» EXTRAIT DU TEXTE:
La face cachée d'un symbole : ''94% des femmes à Hollywood victimes d'agressions sexuelles''



  • Alors... Vous êtes fan de ''100% Cotton''.

  • Oui, à 110%.

  • C'est bien ça. Et... Dites-moi qui vous êtes.

  • Oh ! Vilain garçon. Que dirait votre petite amie ?

  • Pourquoi pensez-vous que j'en ai une ?

  • Je le sais. Je suis juste à côté de sa salle de bain.

  • Qui êtes-vous ?

  • Elle est sous la douche. Elle a une jolie petite... voix. Allons voir ça de plus près. Oh. Elle est très mignonne, Cotton. Une classe au dessus de Maureen Prescott. À propos, faisons un petit jeu. Bonne réponse, ta copine vit. Mauvaise réponse, elle meurt. Où est Sidney, la fille de Maureen ?

  • Vous êtes qui ?

  • Quelqu'un prêt à tuer pour savoir où est Sidney Prescott. Une seule chance, Cotton. T'as des relations. Où est-elle ?

  • Écoute-moi, espèce de dingo ! Ose t'en prendre à Christine et je jure que je te tue.

  • Mauvaise réponse.




Un message qui a eu bien du mal à passer



En 2017, le cas Weinstein a fait l'effet d'une bombe sur tout Hollywood, faisant surgir de nombreuses histoires d'abus et d'agressions sexuelles dans le milieu du cinéma. Depuis la parole se libère et les affaires et autres accusations s'enchaînent. Le 4 décembre 2017 et le 14 janvier, a été menée une enquête auprès de plus de 800 femmes (des actrices, des réalisatrices, des productrices, des écrivaines et autres, toutes issues des métiers entourant le cinéma), en partenariat avec le National Sexual Violence Ressource Centre. Le constat est tragique puisqu'il révèle que 94% des femmes à Hollywood disent avoir été victimes de harcèlement, d'allusions, ou d'agressions sexuelles. Sur les 94%, 69% des femmes à Hollywood racontent avoir fréquemment été victimes de gestes déplacés, et 21% d'entre elles ont déclaré avoir été forcées à avoir ou subir un acte sexuel, le reste du pourcentage rentrant dans un cadre encore plus dramatique. Pourquoi je parle de cela ici, simplement parce que le cinéaste Wes Craven livre avec Scream 3 une dénonciation appuyée des travers d'Hollywood autour des femmes, tirant la sonnette d'alarme bien avant l'heure, avec une non-réaction du public tout aussi déroutante que coupable. Les deux premiers Scream reposaient déjà sur une critique du système cinématographique, avec pour questionnement et constat : '' l'impact du cinéma auprès des plus jeunes. '' Pour ce troisième opus, le cinéaste maintient ce regard dénonciateur mais cette fois-ci dans une direction tout autre, en dévoilant les dérives autour d'un système qui fut tant émerveillé et fantasmé par le public alors que depuis toujours, est le théâtre d'actes mortifères et nocifs passés sous silences à de nombreuses reprises.

» VOTRE OBJECTIF: Recopiez le passage de l'extrait du texte qui commence à « La face cachée » et se termine à « Oui, à 110%. ». Le matériel qui suit provient d'une autre source.

» DONNÉES:
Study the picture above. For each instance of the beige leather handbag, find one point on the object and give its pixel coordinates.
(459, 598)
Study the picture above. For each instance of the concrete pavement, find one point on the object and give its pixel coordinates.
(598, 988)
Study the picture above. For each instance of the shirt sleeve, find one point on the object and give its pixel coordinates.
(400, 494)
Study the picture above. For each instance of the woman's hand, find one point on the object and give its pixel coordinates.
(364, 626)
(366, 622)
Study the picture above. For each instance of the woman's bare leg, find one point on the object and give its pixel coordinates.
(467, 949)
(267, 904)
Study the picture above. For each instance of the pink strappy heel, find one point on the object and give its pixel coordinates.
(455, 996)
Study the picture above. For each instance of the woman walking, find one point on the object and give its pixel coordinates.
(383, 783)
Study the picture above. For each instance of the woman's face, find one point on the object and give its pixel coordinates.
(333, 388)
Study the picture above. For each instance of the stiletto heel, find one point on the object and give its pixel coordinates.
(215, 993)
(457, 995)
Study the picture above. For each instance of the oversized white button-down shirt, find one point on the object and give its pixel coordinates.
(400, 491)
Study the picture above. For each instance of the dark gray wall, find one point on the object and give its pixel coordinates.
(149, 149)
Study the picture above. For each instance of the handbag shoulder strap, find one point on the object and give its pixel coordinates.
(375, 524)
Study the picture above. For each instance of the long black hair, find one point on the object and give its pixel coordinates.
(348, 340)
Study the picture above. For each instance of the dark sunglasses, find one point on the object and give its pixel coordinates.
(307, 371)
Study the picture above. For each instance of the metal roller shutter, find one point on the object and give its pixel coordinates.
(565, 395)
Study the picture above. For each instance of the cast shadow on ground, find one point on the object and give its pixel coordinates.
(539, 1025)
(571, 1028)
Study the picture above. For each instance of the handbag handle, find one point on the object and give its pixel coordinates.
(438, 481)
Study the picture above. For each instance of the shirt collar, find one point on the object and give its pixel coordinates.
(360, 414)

» RÉPONSE ATTENDUE:
La face cachée d'un symbole : ''94% des femmes à Hollywood victimes d'agressions sexuelles''



  • Alors... Vous êtes fan de ''100% Cotton''.

  • Oui, à 110%.